You are viewing a plain text version of this content. The canonical link for it is here.
Posted to user@impala.apache.org by Fawze Abujaber <fa...@gmail.com> on 2018/05/21 11:52:19 UTC
unable to run drop stats on a partitioned tables with INT fields
Hi Community,
I have an external impala table that partitioned by year, month and day,
these field definitions are INT.
The files stored in the hdfs like:
hdfs://table_name/year=2018/month=04/day=26
Query: show partitions table_name
+-------+-------+-----+-------+--------+---------+--------------+-------------------+---------+-------------------+----------------------------------------------------------------------------------------------------------------------------------------------+
| year | month | day | #Rows | #Files | Size | Bytes Cached | Cache
Replication | Format | Incremental stats | Location
|
+-------+-------+-----+-------+--------+---------+--------------+-------------------+---------+-------------------+----------------------------------------------------------------------------------------------------------------------------------------------+
| 2017 | 10 | 8 | -1 | 0 | 0B | NOT CACHED | NOT
CACHED | PARQUET | false |
hdfs://table_name/year=2017/month=10/day=08 |
| 2017 | 10 | 9 | -1 | 0 | 0B | NOT CACHED | NOT
CACHED | PARQUET | false |
hdfs://table_name/year=2017/month=10/day=09
|
As you can see that the partitions mismatch with the files in the hdfs, the
partition looks like 2017 10 8 while the HDFS file
hdfs://table_name/year=2017/month=10/day=08.

*EXERCISE INPUT*
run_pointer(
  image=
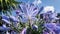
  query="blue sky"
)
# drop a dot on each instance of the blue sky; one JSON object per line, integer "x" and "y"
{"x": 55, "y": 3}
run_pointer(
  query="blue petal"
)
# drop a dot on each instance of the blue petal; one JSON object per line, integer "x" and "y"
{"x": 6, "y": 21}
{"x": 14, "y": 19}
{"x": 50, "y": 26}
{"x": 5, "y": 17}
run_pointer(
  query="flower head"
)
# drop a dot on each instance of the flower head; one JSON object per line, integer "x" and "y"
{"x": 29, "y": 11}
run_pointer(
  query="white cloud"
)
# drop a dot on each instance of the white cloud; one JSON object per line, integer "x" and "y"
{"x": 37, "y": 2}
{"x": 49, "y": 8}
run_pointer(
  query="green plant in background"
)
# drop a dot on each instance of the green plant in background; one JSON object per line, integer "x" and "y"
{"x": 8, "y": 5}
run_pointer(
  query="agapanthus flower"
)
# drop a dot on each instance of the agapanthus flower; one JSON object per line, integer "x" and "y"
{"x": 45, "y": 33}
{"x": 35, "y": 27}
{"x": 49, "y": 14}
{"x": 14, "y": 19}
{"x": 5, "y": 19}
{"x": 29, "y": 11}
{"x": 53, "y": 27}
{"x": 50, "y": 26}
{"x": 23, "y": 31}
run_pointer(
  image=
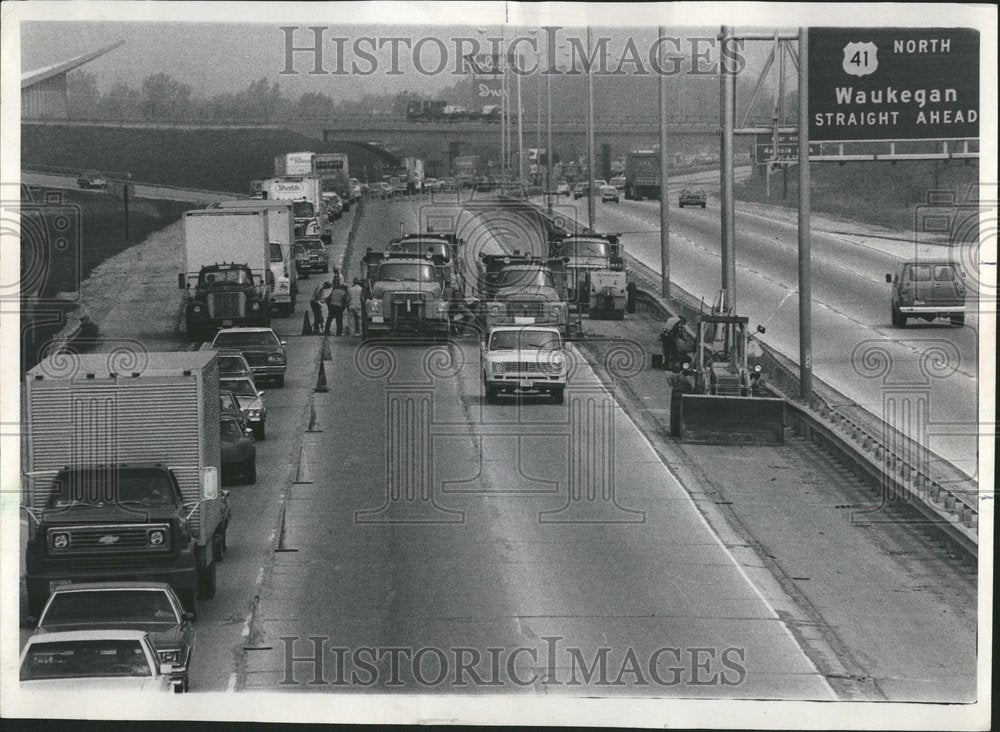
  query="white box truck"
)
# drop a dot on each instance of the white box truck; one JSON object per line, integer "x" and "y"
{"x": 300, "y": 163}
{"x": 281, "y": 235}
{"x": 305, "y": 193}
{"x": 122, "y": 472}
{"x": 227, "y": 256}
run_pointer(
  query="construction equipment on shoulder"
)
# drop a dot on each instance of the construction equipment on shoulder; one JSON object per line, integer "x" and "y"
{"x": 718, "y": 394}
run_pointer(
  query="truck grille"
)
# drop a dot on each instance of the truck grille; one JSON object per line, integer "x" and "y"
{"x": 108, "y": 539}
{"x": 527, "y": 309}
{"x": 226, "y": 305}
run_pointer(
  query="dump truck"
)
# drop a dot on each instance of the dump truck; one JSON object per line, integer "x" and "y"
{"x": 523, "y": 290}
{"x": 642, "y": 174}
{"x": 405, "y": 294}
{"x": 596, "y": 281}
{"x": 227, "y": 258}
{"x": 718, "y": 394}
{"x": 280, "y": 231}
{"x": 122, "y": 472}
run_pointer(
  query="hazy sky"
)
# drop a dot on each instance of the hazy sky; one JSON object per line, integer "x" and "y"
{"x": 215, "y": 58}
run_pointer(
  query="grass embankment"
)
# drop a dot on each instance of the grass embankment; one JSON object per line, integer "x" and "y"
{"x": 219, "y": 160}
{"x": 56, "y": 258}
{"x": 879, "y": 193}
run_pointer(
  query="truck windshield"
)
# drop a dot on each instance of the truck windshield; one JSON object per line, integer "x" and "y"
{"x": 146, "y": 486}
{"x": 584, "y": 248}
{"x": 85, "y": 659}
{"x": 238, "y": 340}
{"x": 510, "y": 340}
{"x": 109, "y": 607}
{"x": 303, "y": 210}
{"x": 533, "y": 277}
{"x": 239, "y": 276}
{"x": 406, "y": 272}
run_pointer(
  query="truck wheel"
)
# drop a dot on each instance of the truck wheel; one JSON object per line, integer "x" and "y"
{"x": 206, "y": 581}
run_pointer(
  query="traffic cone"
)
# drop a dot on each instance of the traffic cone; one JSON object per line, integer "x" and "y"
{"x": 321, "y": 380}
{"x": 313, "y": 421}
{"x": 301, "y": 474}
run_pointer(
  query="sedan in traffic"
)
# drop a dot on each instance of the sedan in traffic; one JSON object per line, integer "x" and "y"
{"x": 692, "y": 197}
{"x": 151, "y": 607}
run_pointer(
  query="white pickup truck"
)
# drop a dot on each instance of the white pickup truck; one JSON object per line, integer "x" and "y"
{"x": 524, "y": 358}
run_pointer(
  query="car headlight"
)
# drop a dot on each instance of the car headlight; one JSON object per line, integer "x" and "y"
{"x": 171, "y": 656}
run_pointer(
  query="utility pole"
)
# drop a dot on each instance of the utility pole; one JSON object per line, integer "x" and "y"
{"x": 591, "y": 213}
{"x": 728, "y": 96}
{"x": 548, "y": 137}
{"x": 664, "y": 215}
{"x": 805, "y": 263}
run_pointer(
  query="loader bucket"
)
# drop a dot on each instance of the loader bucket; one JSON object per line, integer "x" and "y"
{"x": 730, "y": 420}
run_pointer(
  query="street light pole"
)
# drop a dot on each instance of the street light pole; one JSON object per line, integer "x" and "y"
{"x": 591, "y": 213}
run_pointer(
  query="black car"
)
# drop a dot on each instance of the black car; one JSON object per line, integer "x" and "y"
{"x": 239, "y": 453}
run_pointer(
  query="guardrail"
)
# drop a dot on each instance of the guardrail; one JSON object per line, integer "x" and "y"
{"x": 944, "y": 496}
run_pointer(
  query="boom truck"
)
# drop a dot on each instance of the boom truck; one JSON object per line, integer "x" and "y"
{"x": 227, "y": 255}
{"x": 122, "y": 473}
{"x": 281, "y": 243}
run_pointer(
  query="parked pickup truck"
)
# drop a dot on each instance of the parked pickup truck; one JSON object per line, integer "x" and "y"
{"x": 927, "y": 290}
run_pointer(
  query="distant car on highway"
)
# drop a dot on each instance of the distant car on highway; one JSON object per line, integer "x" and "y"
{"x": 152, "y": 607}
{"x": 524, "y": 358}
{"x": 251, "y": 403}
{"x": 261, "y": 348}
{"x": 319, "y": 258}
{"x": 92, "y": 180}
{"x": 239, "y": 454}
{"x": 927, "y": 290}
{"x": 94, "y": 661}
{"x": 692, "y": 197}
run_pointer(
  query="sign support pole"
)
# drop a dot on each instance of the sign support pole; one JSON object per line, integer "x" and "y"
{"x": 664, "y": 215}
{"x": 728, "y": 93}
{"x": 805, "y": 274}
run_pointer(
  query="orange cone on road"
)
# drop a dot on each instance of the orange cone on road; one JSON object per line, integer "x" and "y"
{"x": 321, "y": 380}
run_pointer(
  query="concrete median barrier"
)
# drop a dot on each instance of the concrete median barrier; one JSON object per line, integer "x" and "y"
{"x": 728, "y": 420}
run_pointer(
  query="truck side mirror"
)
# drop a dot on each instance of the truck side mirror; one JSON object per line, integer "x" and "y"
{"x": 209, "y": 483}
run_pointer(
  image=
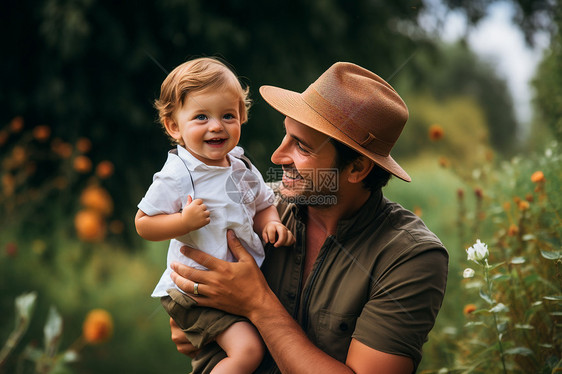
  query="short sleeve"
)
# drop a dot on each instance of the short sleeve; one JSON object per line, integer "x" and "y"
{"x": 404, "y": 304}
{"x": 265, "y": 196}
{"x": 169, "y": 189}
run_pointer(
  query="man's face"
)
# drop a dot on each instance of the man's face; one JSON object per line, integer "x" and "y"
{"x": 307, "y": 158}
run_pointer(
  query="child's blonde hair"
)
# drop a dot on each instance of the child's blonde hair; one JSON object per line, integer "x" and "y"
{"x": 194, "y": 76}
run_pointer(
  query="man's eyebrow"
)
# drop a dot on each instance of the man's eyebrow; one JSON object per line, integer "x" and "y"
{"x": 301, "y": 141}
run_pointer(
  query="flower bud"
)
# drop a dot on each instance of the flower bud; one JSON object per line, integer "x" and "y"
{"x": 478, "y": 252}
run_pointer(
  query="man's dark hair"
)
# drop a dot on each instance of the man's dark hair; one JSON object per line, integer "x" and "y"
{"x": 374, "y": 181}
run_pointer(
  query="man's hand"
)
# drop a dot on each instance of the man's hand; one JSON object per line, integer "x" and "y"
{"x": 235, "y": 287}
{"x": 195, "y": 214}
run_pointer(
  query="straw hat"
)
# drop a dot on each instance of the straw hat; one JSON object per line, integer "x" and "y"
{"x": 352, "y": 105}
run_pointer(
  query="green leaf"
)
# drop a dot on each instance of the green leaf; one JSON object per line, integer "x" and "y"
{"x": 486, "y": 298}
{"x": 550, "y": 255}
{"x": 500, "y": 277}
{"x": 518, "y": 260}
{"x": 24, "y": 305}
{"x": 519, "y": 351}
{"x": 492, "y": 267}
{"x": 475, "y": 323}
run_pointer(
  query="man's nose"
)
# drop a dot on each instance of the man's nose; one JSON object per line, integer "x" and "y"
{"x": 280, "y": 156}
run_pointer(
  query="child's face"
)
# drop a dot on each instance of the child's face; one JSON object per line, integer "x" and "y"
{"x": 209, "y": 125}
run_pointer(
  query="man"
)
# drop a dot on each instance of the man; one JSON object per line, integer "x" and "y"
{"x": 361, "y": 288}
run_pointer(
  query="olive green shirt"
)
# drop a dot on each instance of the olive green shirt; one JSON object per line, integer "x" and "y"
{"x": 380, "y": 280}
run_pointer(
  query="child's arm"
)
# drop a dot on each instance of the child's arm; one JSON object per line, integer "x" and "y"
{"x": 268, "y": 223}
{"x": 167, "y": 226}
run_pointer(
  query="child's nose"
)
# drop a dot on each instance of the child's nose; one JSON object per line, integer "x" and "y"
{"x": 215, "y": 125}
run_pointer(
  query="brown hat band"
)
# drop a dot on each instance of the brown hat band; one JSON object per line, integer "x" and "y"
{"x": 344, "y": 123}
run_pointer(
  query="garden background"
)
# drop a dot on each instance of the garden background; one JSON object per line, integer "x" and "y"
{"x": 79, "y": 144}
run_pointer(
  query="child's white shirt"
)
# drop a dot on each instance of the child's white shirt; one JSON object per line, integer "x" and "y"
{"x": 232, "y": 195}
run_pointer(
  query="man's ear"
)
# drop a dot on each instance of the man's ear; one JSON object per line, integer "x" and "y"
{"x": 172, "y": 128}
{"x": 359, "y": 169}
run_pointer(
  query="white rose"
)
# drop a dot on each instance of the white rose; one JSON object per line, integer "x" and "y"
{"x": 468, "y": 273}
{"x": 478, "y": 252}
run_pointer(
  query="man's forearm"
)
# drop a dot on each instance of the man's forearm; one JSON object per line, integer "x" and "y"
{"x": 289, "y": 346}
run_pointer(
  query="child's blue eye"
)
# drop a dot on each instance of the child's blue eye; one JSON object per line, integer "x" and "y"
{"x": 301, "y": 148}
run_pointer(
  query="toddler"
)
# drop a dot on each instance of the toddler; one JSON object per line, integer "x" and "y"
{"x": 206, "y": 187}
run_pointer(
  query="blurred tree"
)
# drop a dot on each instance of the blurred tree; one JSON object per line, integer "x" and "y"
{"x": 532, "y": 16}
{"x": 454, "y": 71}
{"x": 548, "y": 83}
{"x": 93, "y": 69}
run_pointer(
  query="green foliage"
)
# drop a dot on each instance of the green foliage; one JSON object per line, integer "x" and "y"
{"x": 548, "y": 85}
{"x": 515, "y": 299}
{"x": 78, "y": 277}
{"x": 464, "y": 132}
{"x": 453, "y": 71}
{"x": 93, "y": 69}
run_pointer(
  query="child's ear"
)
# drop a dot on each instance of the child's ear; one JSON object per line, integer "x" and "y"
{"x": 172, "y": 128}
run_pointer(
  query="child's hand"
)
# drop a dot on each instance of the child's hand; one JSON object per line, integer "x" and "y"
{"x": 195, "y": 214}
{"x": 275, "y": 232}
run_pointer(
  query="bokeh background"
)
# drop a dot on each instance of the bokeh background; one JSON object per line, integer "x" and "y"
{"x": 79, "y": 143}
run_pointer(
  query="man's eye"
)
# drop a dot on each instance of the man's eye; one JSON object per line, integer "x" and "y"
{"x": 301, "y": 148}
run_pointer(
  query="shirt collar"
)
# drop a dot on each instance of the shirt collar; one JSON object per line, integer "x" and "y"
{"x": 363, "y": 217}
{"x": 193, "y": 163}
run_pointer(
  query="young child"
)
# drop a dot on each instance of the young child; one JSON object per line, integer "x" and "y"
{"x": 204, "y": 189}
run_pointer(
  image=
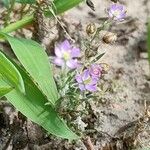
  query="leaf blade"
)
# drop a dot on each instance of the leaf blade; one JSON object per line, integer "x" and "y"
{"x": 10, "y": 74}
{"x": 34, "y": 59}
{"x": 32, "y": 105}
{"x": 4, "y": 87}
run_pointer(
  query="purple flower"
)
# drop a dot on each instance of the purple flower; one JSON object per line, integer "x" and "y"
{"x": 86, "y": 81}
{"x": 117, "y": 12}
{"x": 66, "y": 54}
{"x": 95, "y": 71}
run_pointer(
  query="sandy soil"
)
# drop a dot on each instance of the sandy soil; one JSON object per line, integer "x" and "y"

*BRIEF 1*
Transcribe the passage of the Impala partition post that begins at "You are viewing" and stops after "definitions are INT.".
*BRIEF 2*
Pull out every line of the rows above that contains the string "utility", and copy each one unchanged.

*WORKED ANSWER 1*
You are viewing a plain text version of this content. The canonical link for it is here.
Posted to user@impala.apache.org by Fawze Abujaber <fa...@gmail.com> on 2018/05/21 11:52:19 UTC
unable to run drop stats on a partitioned tables with INT fields
Hi Community,
I have an external impala table that partitioned by year, month and day,
these field definitions are INT.

*WORKED ANSWER 2*
  query="utility pole"
# drop a dot on each instance of the utility pole; one JSON object per line, integer "x" and "y"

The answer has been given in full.